(DATA SHOWN)

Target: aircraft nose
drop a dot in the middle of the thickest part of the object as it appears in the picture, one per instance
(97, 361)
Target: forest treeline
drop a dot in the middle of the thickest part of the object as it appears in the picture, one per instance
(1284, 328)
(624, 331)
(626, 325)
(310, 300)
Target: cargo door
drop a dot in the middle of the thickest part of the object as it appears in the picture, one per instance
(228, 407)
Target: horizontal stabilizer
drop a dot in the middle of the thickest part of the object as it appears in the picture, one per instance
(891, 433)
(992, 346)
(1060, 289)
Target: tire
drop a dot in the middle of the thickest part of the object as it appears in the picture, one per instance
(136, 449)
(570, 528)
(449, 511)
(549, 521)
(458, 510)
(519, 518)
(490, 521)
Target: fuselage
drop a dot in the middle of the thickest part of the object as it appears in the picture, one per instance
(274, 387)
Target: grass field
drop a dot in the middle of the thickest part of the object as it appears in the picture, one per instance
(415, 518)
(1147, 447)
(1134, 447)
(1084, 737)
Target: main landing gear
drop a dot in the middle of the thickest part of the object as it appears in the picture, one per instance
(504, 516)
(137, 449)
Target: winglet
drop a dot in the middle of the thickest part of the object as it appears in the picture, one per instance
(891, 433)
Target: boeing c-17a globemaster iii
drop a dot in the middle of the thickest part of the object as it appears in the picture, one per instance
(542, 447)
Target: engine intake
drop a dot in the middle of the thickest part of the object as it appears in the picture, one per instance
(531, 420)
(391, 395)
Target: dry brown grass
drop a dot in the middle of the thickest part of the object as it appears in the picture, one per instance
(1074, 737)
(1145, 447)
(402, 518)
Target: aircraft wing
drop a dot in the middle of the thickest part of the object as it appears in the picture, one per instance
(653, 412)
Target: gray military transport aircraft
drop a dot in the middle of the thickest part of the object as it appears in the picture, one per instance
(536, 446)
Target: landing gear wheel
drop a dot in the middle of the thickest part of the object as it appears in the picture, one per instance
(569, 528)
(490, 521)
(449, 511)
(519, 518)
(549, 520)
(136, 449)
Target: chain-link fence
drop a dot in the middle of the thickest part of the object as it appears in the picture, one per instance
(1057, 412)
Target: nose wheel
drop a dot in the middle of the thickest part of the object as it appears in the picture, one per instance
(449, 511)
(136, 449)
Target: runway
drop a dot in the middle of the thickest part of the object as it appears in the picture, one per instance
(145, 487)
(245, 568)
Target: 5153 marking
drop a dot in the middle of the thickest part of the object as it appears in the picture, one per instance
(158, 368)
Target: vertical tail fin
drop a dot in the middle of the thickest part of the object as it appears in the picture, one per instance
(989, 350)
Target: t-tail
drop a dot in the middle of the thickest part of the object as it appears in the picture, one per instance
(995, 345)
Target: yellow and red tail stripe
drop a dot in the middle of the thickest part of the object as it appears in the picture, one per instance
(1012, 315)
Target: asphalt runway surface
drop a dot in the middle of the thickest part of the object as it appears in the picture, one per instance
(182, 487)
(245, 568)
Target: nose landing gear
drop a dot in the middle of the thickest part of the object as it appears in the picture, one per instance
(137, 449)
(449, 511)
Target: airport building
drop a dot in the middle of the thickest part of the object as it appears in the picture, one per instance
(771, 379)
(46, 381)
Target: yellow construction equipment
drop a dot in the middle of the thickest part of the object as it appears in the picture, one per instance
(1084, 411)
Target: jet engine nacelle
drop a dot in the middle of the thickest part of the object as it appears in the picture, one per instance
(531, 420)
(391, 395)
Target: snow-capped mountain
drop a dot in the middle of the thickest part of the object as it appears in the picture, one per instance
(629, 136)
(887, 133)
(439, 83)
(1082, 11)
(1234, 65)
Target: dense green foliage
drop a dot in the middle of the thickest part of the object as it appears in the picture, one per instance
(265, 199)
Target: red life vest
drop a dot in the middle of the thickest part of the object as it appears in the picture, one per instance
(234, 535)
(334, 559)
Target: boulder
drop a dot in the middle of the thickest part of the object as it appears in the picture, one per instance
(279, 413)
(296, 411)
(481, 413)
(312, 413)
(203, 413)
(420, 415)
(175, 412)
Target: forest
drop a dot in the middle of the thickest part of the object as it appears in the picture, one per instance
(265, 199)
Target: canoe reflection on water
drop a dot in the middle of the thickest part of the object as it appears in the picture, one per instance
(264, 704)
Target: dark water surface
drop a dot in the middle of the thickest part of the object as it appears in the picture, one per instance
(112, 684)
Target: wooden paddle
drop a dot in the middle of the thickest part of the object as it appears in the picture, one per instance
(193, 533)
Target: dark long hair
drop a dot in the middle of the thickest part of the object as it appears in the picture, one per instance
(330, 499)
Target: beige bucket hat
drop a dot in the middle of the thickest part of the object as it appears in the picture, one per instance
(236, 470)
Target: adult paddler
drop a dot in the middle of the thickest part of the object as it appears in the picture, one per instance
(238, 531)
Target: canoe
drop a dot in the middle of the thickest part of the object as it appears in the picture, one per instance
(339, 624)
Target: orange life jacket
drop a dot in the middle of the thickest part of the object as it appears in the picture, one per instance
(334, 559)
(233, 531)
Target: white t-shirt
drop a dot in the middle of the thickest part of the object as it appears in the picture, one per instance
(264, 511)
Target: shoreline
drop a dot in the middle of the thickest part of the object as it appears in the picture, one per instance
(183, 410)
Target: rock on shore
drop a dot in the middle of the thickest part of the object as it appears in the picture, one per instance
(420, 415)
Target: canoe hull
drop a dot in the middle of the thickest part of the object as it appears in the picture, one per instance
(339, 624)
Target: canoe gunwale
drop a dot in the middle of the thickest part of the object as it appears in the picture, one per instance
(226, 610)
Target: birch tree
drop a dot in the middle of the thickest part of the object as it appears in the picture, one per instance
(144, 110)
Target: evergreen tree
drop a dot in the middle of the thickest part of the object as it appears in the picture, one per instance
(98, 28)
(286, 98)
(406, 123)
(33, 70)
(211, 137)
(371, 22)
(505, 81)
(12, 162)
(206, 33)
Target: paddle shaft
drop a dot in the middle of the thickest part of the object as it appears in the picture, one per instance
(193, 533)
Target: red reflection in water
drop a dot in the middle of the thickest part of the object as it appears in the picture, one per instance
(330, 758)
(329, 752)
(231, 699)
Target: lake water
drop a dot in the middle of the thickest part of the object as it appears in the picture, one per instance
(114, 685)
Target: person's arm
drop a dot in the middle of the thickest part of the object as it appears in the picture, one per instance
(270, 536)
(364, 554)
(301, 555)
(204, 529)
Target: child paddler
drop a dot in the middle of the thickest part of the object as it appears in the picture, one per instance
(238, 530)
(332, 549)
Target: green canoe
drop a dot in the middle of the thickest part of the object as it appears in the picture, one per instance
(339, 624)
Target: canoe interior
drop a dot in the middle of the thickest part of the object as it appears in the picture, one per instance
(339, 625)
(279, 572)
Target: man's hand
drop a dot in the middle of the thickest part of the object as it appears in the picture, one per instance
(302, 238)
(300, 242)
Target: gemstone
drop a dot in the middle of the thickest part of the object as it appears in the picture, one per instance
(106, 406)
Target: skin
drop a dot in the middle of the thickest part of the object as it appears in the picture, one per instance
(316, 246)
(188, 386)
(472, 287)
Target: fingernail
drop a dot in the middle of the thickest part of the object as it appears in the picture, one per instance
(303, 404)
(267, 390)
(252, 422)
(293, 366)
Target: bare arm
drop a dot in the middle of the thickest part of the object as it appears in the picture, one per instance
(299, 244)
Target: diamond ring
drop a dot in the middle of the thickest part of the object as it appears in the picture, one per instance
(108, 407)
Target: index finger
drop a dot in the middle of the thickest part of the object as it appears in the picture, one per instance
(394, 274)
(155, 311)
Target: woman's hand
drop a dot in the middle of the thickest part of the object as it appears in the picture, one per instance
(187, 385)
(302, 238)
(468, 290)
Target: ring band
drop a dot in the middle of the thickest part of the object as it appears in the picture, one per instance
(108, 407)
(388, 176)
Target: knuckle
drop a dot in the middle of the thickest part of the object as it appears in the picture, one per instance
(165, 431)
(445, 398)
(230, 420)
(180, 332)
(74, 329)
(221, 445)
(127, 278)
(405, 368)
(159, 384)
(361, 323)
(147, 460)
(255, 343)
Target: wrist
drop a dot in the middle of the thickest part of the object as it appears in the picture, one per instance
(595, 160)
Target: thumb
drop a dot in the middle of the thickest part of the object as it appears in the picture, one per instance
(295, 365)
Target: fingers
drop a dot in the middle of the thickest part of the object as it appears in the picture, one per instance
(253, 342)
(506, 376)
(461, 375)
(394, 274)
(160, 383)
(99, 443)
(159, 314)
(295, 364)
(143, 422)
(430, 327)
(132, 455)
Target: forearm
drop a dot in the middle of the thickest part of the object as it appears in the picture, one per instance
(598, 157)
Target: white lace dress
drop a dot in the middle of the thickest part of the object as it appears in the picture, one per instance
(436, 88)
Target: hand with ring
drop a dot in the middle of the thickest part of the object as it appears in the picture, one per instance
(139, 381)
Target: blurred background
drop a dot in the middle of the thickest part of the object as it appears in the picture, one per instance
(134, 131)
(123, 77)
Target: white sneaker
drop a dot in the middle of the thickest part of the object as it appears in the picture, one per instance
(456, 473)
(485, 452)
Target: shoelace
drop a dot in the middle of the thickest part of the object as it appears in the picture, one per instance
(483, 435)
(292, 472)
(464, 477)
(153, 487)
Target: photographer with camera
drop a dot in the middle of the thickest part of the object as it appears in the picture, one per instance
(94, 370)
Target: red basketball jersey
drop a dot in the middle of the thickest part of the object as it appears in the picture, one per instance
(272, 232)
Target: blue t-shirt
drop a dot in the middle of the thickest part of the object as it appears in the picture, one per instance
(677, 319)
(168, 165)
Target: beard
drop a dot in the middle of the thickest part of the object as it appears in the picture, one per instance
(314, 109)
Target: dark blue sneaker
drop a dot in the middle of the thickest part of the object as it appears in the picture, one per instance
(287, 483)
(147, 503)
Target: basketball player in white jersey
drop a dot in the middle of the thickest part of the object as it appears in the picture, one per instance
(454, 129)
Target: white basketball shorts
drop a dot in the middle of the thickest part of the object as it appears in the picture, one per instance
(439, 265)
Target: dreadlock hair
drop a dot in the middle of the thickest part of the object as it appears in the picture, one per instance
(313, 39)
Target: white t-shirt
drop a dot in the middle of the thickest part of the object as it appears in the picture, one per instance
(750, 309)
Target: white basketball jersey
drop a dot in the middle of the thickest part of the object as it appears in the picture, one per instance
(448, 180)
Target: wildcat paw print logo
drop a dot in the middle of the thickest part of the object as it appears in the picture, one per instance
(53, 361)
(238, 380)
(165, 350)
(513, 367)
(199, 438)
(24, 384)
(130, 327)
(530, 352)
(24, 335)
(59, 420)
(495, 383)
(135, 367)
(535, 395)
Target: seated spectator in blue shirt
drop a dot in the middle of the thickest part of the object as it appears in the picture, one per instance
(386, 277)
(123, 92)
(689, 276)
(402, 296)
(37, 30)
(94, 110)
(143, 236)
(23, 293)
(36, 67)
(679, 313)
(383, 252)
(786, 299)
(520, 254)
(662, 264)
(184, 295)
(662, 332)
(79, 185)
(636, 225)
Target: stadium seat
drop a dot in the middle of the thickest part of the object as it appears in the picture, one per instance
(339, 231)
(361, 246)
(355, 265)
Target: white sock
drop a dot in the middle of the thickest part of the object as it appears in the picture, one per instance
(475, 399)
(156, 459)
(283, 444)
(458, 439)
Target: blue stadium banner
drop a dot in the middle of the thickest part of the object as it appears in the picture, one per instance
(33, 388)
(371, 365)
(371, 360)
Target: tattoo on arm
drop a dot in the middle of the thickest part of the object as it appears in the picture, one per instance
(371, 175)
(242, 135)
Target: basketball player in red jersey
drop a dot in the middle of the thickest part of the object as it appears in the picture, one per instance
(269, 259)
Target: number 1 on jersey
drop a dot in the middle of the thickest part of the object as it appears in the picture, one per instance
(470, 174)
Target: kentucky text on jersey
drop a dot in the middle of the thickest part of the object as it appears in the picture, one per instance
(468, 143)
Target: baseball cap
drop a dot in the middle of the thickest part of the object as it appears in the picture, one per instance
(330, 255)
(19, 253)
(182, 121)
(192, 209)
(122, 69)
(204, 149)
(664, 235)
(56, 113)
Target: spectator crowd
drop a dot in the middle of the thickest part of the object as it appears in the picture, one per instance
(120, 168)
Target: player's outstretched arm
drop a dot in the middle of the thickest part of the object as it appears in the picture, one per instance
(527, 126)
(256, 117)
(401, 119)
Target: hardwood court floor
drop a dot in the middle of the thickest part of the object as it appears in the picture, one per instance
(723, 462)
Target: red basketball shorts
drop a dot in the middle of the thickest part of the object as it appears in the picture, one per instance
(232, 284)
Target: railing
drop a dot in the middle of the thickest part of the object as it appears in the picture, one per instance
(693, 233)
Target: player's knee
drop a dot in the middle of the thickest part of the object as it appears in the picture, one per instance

(End DATA SHOWN)

WHAT TO DO =>
Wherever a line in the data above contains the word "aircraft", copy that line.

SOLUTION TO THIS TASK =>
Target: aircraft nose
Target: aircraft wing
Target: gray military transport aircraft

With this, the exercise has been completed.